Source text:
--------------------

# Jergens Natural Glow streaks



## HarleyQuin (May 12, 2006)

I hope I'm putting this in the right forum...

I've been using this stuff with great results...aside from the smell lol

Today however, I put it on and I'm SOOOO streaky and splotchy all of a sudden. I swear it wasn't like this at all yesterday. Has anyone else experienced this? Have I just maxed out it's effectiveness?

I'm going to try to exfolliate really well tonight in the tub w/ a good scrub and see if that helps.

HQ


----------



## emily_3383 (May 12, 2006)

I stopped using it for like 2 days and its already fading. lol but i did experience some streaking after using it for a week.


----------



## HarleyQuin (May 12, 2006)

Ok, glad it's not just me. I thought I was being really careful to get it rubbed in evenly, then all of a sudden I look like a calico cat. Have you tried any of the other brands available? Like L'Oreal or Olay? I noticed CVS even has one now that is in the exact same color and shaped bottle as Jergens. I started to pick it up, but the ingredients were very different so I chickened out LOL

Hopefully exfolliating will take care of it enough tonight that I won't totally lose the effect. I hate to stop using it, go back to white and start all over again. I'd like to look nice for Mother's day after all. heh

Thanks for the reply.

--------------------

Information supplied:

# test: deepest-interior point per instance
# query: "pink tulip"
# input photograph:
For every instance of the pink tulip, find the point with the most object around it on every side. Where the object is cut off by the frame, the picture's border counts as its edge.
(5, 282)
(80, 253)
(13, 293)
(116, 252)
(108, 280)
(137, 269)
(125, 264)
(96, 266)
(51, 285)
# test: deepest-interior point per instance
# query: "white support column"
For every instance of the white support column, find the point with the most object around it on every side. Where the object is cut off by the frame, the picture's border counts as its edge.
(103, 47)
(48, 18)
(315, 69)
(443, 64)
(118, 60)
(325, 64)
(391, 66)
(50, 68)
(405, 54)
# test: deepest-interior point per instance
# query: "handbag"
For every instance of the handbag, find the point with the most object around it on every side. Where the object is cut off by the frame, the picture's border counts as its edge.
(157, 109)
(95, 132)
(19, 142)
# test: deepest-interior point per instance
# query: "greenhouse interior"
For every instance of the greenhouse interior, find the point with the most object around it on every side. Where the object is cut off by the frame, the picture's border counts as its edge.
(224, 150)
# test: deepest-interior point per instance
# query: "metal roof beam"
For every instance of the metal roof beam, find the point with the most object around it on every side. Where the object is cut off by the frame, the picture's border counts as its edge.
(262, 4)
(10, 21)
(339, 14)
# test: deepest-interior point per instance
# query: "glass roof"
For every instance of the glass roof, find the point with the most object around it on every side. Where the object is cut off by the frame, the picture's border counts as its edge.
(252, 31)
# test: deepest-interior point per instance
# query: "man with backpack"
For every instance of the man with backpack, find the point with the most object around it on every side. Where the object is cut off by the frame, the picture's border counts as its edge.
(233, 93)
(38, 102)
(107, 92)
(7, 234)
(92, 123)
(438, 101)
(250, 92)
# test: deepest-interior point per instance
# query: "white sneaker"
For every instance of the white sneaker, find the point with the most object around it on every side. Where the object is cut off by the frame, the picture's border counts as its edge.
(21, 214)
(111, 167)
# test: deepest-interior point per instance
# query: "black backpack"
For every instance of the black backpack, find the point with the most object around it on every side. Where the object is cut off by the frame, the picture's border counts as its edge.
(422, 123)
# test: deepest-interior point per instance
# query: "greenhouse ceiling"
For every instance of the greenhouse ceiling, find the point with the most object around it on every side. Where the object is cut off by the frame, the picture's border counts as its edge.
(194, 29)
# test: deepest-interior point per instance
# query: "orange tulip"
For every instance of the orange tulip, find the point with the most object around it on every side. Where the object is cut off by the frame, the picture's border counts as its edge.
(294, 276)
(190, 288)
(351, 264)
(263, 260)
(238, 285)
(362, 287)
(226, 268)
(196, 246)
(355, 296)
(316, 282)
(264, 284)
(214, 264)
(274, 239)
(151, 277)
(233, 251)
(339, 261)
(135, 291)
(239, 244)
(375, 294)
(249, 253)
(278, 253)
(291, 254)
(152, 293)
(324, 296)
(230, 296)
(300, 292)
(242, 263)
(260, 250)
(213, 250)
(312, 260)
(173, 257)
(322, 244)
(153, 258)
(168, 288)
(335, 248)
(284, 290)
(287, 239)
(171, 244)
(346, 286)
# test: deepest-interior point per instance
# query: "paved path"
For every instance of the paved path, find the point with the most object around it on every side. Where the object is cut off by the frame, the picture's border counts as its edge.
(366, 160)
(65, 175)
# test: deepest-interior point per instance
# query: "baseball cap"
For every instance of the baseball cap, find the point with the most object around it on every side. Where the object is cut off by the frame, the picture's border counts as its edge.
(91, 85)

--------------------

Parts of the exercise:
• a. In the forum thread on Jergens Natural Glow streaks, translate this sentence into Spanish: "I hate to stop using it, go back to white and start all over again."
• b. Identify every line of the records that contains the string "paved", and copy each one out. Case counts.

Expected outputs:
• a. Odio dejar de usarlo, volver a tener la piel blanca y empezar todo otra vez.

• b.
# query: "paved path"
For every instance of the paved path, find the point with the most object around it on every side. Where the object is cut off by the frame, the picture's border counts as its edge.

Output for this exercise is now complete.